In the records below, find the line containing "Target: boat"; copy exactly that line and all lines after it to the end, and nothing else.
— Start —
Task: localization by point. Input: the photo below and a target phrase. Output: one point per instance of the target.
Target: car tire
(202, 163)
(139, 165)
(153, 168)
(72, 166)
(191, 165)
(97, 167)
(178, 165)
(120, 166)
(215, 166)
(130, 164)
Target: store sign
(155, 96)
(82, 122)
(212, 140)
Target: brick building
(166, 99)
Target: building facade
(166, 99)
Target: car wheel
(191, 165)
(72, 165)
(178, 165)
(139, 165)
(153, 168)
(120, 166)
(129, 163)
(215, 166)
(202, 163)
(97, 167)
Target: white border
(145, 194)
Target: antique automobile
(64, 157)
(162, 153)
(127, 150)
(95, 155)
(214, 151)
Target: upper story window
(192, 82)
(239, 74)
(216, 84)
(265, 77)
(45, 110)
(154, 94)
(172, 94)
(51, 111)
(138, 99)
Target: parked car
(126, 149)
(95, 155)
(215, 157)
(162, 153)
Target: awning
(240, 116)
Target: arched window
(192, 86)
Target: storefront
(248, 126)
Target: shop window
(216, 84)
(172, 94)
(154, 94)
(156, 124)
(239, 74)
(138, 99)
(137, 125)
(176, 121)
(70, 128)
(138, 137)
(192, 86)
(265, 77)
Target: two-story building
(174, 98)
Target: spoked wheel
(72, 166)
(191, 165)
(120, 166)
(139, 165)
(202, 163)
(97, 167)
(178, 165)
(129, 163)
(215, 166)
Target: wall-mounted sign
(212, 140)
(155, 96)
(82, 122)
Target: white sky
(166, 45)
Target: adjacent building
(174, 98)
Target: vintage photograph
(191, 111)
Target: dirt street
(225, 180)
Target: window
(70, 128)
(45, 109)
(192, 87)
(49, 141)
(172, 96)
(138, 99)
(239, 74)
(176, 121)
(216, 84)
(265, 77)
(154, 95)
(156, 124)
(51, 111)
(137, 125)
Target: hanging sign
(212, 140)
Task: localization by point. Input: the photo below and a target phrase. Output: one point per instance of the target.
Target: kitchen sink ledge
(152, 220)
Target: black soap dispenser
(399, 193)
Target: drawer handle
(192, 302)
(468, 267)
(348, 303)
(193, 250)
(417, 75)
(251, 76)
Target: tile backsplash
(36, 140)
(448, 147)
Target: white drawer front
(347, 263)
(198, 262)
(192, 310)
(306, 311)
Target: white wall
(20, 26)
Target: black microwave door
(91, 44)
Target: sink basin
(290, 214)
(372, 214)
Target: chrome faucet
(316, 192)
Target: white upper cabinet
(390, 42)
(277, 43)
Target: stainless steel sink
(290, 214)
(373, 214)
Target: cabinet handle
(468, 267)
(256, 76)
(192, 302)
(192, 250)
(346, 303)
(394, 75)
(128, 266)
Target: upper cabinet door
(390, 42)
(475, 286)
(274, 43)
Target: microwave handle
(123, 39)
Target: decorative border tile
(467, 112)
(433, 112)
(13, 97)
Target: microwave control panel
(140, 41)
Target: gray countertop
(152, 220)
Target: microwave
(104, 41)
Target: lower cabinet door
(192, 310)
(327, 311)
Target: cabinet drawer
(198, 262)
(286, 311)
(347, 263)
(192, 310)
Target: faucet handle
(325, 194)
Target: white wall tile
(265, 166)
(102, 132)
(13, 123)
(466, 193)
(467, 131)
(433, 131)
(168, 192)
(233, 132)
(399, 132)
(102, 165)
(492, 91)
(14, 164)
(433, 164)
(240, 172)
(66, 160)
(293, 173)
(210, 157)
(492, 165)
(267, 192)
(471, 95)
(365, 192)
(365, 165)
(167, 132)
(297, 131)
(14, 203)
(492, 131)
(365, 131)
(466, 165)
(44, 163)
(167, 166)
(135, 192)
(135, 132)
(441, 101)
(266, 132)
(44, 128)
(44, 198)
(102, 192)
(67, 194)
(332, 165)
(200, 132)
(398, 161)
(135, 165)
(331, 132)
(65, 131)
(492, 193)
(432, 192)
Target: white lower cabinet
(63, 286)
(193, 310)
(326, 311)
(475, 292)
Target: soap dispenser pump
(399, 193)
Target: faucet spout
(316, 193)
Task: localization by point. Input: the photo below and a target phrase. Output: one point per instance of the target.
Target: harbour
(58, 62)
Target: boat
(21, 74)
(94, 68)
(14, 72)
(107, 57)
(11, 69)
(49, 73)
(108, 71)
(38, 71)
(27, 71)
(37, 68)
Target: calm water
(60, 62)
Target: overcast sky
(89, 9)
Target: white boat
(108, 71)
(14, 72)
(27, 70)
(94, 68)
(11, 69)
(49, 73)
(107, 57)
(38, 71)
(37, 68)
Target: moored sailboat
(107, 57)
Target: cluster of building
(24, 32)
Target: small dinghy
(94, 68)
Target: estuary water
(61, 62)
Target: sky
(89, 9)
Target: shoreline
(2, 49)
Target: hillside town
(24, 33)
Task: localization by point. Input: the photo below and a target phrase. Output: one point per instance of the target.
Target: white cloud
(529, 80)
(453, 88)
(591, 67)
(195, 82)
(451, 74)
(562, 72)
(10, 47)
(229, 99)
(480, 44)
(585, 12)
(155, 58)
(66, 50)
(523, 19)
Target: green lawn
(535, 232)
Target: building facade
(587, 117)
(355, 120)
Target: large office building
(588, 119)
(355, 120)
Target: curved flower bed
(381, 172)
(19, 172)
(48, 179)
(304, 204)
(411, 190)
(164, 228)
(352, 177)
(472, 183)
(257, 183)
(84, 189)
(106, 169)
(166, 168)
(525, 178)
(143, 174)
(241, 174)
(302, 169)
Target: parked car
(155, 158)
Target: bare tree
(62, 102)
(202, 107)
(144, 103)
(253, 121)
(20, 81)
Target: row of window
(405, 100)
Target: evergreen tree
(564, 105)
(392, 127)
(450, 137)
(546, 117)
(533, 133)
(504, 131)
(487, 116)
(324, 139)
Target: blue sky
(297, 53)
— End —
= Reply to the task =
Target: boat
(21, 74)
(94, 68)
(14, 72)
(107, 57)
(11, 69)
(49, 73)
(108, 71)
(38, 71)
(27, 71)
(37, 68)
Target: calm water
(60, 62)
Target: overcast sky
(89, 9)
Target: white boat
(108, 71)
(14, 72)
(27, 70)
(94, 68)
(11, 69)
(49, 73)
(107, 57)
(38, 71)
(37, 68)
Target: moored sailboat
(107, 57)
Target: cluster of building
(24, 32)
Target: small dinghy
(94, 68)
Target: estuary water
(61, 62)
Target: sky
(89, 9)
Target: shoreline
(2, 49)
Target: hillside town
(24, 33)
Task: localization by point. Input: the photo below and a target phrase. Output: one point per instance of the target.
Target: white cloud
(529, 80)
(453, 88)
(591, 67)
(195, 82)
(451, 74)
(562, 72)
(10, 47)
(229, 99)
(480, 44)
(585, 12)
(155, 58)
(66, 50)
(523, 19)
Target: green lawn
(535, 232)
Target: building facade
(587, 117)
(355, 120)
Target: large office building
(588, 119)
(355, 120)
Target: curved flower bed
(381, 172)
(19, 172)
(48, 179)
(304, 204)
(411, 190)
(164, 228)
(352, 177)
(472, 183)
(257, 183)
(84, 189)
(106, 169)
(166, 168)
(525, 178)
(143, 174)
(241, 174)
(302, 169)
Target: parked car
(155, 158)
Target: bare tree
(62, 102)
(202, 107)
(144, 103)
(253, 121)
(20, 81)
Target: row of window
(405, 100)
Target: evergreen tree
(564, 105)
(392, 127)
(450, 137)
(546, 117)
(533, 133)
(504, 131)
(487, 116)
(324, 139)
Target: blue sky
(297, 53)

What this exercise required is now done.